-- start Materials provided --
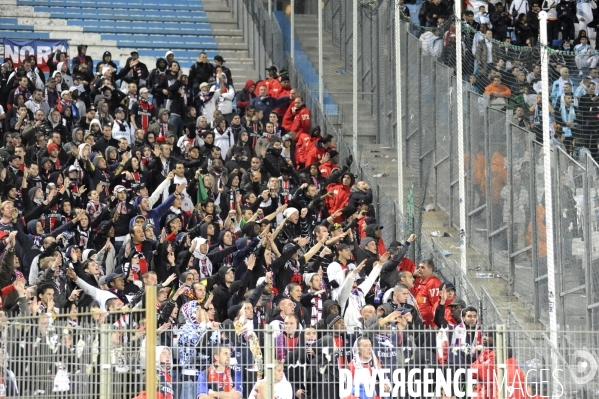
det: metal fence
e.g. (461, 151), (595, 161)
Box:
(1, 310), (599, 399)
(233, 1), (599, 388)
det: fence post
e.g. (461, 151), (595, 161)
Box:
(527, 135), (541, 322)
(145, 285), (158, 399)
(556, 149), (567, 338)
(493, 324), (509, 399)
(505, 122), (516, 296)
(100, 324), (112, 399)
(582, 154), (599, 332)
(483, 106), (493, 270)
(264, 325), (275, 398)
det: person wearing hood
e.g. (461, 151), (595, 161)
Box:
(43, 108), (67, 142)
(305, 134), (335, 165)
(130, 87), (157, 132)
(195, 82), (220, 124)
(250, 85), (290, 124)
(212, 266), (237, 322)
(214, 115), (235, 160)
(112, 107), (135, 145)
(63, 127), (83, 152)
(177, 301), (218, 399)
(210, 67), (235, 122)
(146, 58), (167, 108)
(325, 165), (356, 223)
(72, 44), (94, 75)
(148, 108), (177, 143)
(189, 51), (215, 95)
(77, 105), (100, 132)
(364, 223), (387, 256)
(95, 119), (119, 156)
(96, 51), (117, 74)
(235, 79), (256, 115)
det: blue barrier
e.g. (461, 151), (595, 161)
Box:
(274, 11), (339, 116)
(17, 0), (204, 11)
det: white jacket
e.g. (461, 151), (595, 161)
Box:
(214, 128), (235, 159)
(210, 85), (235, 115)
(337, 262), (383, 332)
(112, 119), (135, 145)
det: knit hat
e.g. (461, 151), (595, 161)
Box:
(48, 143), (60, 153)
(283, 207), (299, 218)
(327, 314), (343, 330)
(360, 237), (376, 248)
(341, 205), (358, 219)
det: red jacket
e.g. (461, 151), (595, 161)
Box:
(470, 348), (497, 399)
(318, 161), (339, 177)
(295, 132), (311, 169)
(281, 100), (295, 131)
(414, 276), (441, 327)
(290, 105), (311, 137)
(305, 140), (327, 166)
(325, 183), (351, 215)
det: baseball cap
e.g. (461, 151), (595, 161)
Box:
(99, 273), (127, 285)
(337, 244), (352, 252)
(447, 298), (468, 308)
(439, 281), (456, 291)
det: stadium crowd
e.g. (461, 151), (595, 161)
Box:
(418, 0), (599, 162)
(0, 32), (548, 399)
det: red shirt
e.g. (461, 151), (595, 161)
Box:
(414, 276), (441, 327)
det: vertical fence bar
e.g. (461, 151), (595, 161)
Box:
(289, 0), (295, 62)
(145, 286), (158, 399)
(394, 1), (404, 219)
(352, 0), (358, 159)
(100, 324), (112, 399)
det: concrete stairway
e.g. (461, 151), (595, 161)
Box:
(0, 0), (258, 82)
(295, 15), (378, 146)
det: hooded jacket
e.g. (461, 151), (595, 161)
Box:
(189, 60), (214, 89)
(235, 79), (256, 111)
(212, 266), (231, 322)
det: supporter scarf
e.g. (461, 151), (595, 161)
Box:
(206, 366), (233, 392)
(116, 201), (128, 215)
(108, 288), (129, 305)
(77, 226), (90, 248)
(451, 322), (483, 356)
(310, 296), (322, 325)
(138, 98), (154, 131)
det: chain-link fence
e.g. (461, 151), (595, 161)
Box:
(231, 1), (599, 390)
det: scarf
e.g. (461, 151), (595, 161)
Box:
(116, 201), (128, 215)
(206, 366), (233, 392)
(137, 98), (154, 131)
(310, 296), (322, 325)
(451, 321), (483, 356)
(108, 288), (129, 305)
(77, 226), (90, 248)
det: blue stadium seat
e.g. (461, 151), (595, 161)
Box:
(275, 11), (339, 116)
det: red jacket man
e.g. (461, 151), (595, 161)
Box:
(305, 134), (333, 166)
(414, 259), (441, 327)
(325, 172), (354, 215)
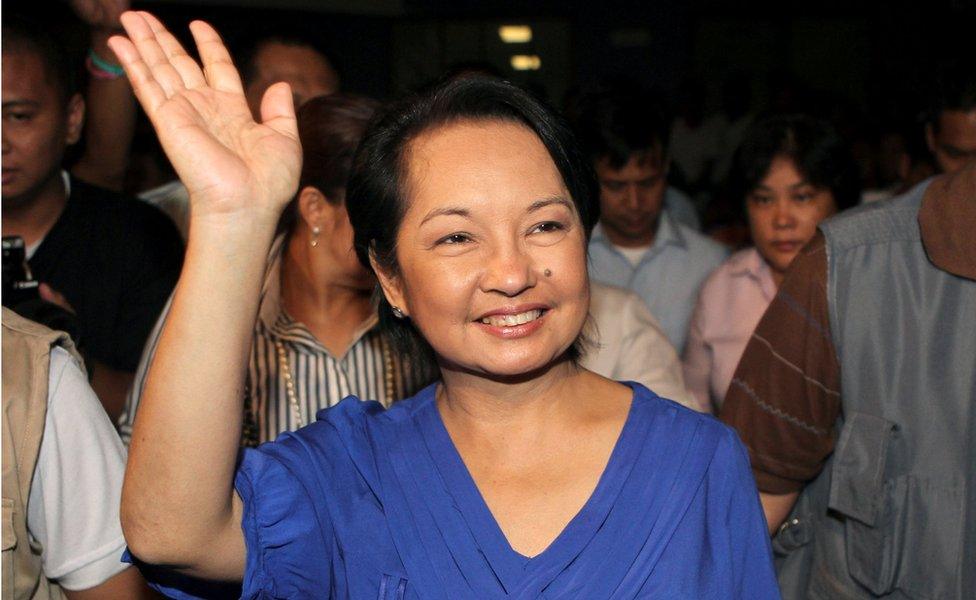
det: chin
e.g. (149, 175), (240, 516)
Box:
(451, 347), (569, 383)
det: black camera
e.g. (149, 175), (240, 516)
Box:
(3, 235), (41, 308)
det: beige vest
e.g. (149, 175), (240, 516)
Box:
(2, 308), (81, 600)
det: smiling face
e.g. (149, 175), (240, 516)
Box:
(594, 151), (667, 248)
(380, 121), (589, 377)
(2, 45), (84, 209)
(746, 157), (837, 285)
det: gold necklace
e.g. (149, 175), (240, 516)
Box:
(275, 335), (397, 429)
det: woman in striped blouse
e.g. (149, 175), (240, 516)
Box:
(119, 93), (432, 446)
(112, 13), (779, 600)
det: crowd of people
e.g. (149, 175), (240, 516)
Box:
(2, 0), (976, 600)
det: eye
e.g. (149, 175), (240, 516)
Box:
(529, 221), (566, 233)
(5, 112), (34, 123)
(436, 233), (471, 246)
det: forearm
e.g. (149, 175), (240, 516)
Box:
(63, 567), (162, 600)
(759, 492), (800, 535)
(72, 27), (136, 190)
(122, 215), (275, 577)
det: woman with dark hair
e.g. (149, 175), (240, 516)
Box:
(119, 93), (433, 446)
(682, 115), (860, 408)
(113, 13), (778, 599)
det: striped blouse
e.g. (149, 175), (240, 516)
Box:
(118, 240), (434, 445)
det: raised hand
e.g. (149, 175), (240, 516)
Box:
(109, 12), (301, 220)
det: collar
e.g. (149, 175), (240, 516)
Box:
(918, 160), (976, 280)
(258, 234), (379, 346)
(727, 246), (776, 300)
(590, 209), (688, 250)
(729, 246), (769, 279)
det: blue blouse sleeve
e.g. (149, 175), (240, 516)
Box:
(122, 434), (333, 600)
(234, 436), (333, 598)
(710, 430), (780, 600)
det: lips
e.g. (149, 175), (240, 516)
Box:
(481, 309), (542, 327)
(771, 242), (802, 252)
(475, 305), (549, 339)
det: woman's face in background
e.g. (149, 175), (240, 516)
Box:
(384, 120), (589, 376)
(746, 156), (837, 285)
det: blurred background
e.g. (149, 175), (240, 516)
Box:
(9, 0), (976, 232)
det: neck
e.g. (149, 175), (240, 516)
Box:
(437, 358), (585, 444)
(281, 237), (374, 356)
(2, 171), (68, 246)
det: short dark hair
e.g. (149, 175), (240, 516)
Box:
(924, 59), (976, 130)
(278, 92), (380, 233)
(729, 115), (861, 211)
(574, 88), (670, 169)
(3, 16), (78, 106)
(347, 75), (600, 361)
(233, 27), (338, 86)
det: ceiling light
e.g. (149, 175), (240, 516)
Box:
(511, 54), (542, 71)
(498, 25), (532, 44)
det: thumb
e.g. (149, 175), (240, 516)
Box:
(261, 81), (298, 139)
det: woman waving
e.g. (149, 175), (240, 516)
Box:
(113, 13), (778, 599)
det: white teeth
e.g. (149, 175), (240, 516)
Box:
(481, 310), (542, 327)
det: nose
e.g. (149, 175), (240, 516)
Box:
(626, 184), (640, 210)
(481, 238), (535, 298)
(773, 200), (796, 229)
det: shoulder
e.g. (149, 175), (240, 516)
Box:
(674, 223), (729, 267)
(590, 281), (646, 319)
(630, 383), (738, 452)
(701, 248), (762, 298)
(820, 179), (932, 251)
(260, 384), (434, 470)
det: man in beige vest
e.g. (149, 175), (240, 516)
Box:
(0, 308), (151, 600)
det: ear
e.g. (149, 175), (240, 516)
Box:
(65, 94), (85, 146)
(369, 250), (410, 316)
(297, 185), (328, 228)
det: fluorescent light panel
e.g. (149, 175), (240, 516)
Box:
(511, 54), (542, 71)
(498, 25), (532, 44)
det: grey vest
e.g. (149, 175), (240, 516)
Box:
(773, 184), (976, 600)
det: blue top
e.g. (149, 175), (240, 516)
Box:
(589, 210), (729, 356)
(145, 383), (779, 600)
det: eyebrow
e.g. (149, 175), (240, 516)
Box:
(756, 179), (817, 192)
(420, 196), (573, 226)
(420, 206), (471, 226)
(2, 100), (41, 108)
(525, 196), (573, 213)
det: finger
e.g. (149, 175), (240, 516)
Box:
(122, 12), (185, 98)
(108, 30), (166, 119)
(190, 21), (244, 95)
(142, 13), (207, 89)
(261, 81), (298, 139)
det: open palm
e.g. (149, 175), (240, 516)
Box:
(110, 12), (301, 216)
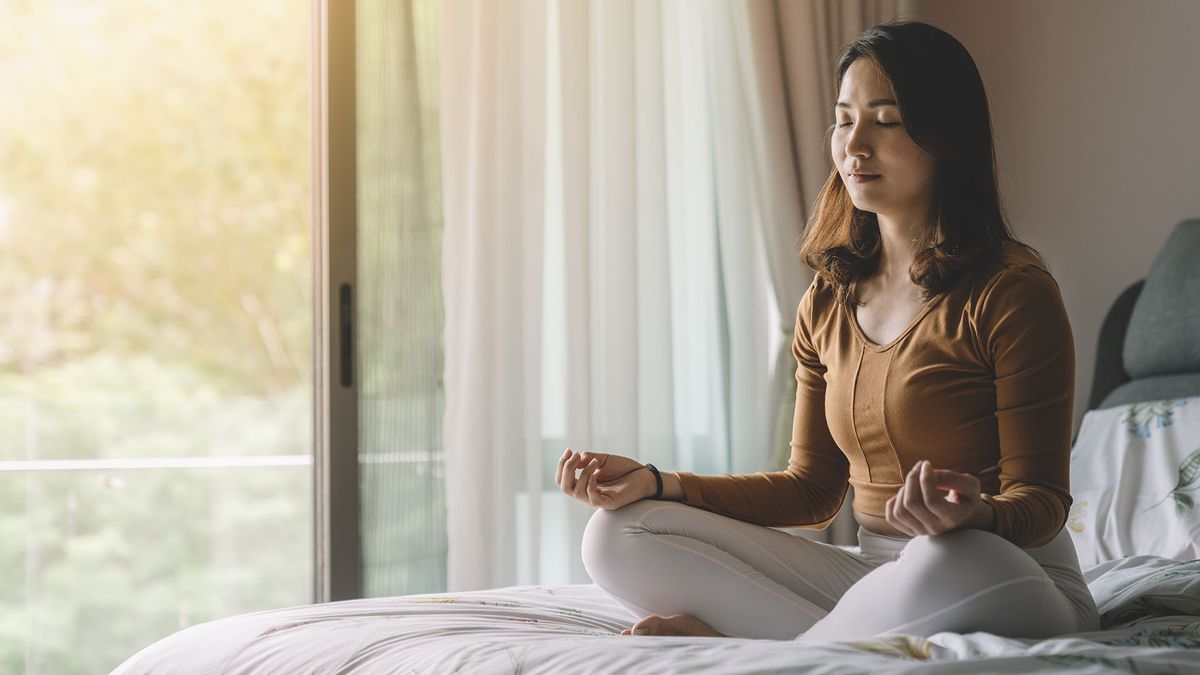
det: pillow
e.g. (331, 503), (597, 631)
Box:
(1067, 396), (1200, 568)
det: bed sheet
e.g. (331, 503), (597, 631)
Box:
(114, 556), (1200, 675)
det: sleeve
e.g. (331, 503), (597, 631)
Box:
(977, 265), (1075, 548)
(676, 280), (850, 530)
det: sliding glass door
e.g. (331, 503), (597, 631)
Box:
(316, 0), (446, 599)
(0, 0), (313, 674)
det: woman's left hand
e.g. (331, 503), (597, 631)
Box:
(883, 460), (991, 537)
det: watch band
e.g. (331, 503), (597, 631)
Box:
(644, 462), (662, 500)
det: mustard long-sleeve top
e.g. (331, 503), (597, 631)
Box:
(677, 244), (1075, 548)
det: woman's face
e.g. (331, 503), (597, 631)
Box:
(830, 58), (936, 225)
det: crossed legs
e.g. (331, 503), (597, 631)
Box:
(582, 500), (1096, 643)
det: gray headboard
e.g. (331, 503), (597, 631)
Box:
(1087, 219), (1200, 410)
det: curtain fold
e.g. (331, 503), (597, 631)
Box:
(442, 0), (890, 591)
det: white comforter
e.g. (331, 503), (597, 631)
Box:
(115, 556), (1200, 675)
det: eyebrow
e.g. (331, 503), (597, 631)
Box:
(834, 98), (898, 108)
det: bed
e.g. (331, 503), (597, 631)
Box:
(115, 221), (1200, 675)
(115, 398), (1200, 675)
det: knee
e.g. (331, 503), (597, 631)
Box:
(581, 500), (648, 584)
(900, 528), (1045, 583)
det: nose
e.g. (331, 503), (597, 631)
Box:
(846, 124), (871, 157)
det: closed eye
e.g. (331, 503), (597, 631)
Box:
(838, 121), (900, 127)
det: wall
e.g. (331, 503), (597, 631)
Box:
(904, 0), (1200, 428)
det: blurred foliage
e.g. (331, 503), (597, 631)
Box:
(0, 0), (311, 396)
(0, 0), (313, 674)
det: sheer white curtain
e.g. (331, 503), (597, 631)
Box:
(442, 0), (892, 591)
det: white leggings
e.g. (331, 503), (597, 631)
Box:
(583, 500), (1099, 643)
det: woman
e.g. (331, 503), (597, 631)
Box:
(556, 22), (1099, 641)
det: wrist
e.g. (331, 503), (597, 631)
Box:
(967, 498), (996, 532)
(642, 462), (664, 500)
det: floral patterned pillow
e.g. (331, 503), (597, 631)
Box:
(1067, 396), (1200, 568)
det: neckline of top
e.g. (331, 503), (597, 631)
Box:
(842, 292), (946, 352)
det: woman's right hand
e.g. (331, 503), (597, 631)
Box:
(554, 448), (656, 510)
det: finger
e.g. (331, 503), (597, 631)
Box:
(934, 468), (980, 497)
(892, 470), (925, 537)
(559, 453), (580, 487)
(901, 461), (940, 534)
(588, 470), (610, 507)
(918, 461), (959, 523)
(554, 448), (571, 485)
(883, 496), (916, 537)
(574, 458), (600, 500)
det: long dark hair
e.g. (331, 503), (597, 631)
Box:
(800, 20), (1040, 305)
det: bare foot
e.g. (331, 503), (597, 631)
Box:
(620, 614), (725, 638)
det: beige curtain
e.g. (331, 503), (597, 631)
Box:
(737, 0), (907, 544)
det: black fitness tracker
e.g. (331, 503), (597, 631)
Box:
(643, 462), (662, 500)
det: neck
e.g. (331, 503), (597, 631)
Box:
(876, 214), (925, 281)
-- end Materials provided --
Aim - Arrange the lines as a numbered list, beginning at the start of the items and stopping after the line that contains "(212, 266), (231, 322)". Omit blank lines and leave the pictures out.

Task output -
1. det: metal fence
2. e.g. (461, 151), (595, 161)
3. Box:
4. (1, 310), (599, 399)
5. (233, 1), (599, 388)
6. det: fence post
7. e.g. (461, 151), (595, 161)
8. Box:
9. (527, 135), (541, 322)
10. (145, 285), (158, 399)
11. (556, 149), (567, 338)
12. (493, 324), (509, 399)
13. (505, 122), (516, 296)
14. (100, 324), (112, 399)
15. (582, 154), (599, 332)
16. (483, 106), (493, 270)
17. (264, 325), (275, 398)
18. det: person wearing hood
19. e.g. (461, 151), (595, 161)
20. Box:
21. (43, 108), (67, 142)
22. (305, 134), (335, 165)
23. (130, 87), (157, 132)
24. (195, 82), (220, 124)
25. (250, 85), (290, 124)
26. (212, 266), (237, 322)
27. (214, 115), (235, 160)
28. (112, 107), (135, 145)
29. (63, 127), (83, 152)
30. (177, 301), (218, 399)
31. (210, 67), (235, 122)
32. (146, 58), (167, 108)
33. (325, 165), (356, 223)
34. (72, 44), (94, 75)
35. (148, 108), (177, 143)
36. (189, 51), (215, 95)
37. (77, 105), (100, 132)
38. (364, 223), (387, 256)
39. (95, 119), (119, 156)
40. (96, 51), (117, 74)
41. (235, 79), (256, 115)
42. det: blue barrier
43. e.g. (461, 151), (595, 161)
44. Box:
45. (274, 11), (339, 116)
46. (17, 0), (204, 11)
47. det: white jacket
48. e.g. (461, 151), (595, 161)
49. Box:
50. (214, 128), (235, 159)
51. (210, 85), (235, 115)
52. (337, 262), (383, 332)
53. (112, 119), (135, 145)
54. det: knit hat
55. e.g. (461, 151), (595, 161)
56. Box:
57. (48, 143), (60, 153)
58. (283, 207), (299, 218)
59. (327, 314), (343, 330)
60. (360, 237), (376, 248)
61. (341, 205), (358, 219)
62. det: red jacket
63. e.g. (461, 151), (595, 161)
64. Box:
65. (470, 348), (497, 399)
66. (318, 161), (339, 177)
67. (295, 132), (311, 169)
68. (281, 100), (295, 131)
69. (414, 276), (441, 327)
70. (290, 105), (311, 137)
71. (305, 140), (327, 166)
72. (325, 183), (351, 215)
73. det: baseball cap
74. e.g. (461, 151), (595, 161)
75. Box:
76. (99, 273), (127, 285)
77. (337, 244), (352, 252)
78. (447, 298), (468, 308)
79. (439, 281), (456, 291)
80. det: stadium crowd
81. e.g. (461, 151), (595, 161)
82. Box:
83. (418, 0), (599, 162)
84. (0, 32), (548, 399)
85. det: red shirt
86. e.g. (461, 151), (595, 161)
87. Box:
88. (414, 276), (441, 327)
89. det: vertical fence bar
90. e.g. (461, 151), (595, 161)
91. Box:
92. (289, 0), (295, 62)
93. (145, 286), (158, 399)
94. (394, 1), (404, 219)
95. (352, 0), (358, 159)
96. (100, 324), (112, 399)
97. det: concrete stairway
98. e.g. (461, 151), (595, 161)
99. Box:
100. (0, 0), (258, 82)
101. (295, 15), (378, 146)
102. det: hooded jacket
103. e.g. (461, 151), (595, 161)
104. Box:
105. (189, 60), (214, 89)
106. (235, 79), (256, 111)
107. (212, 266), (231, 322)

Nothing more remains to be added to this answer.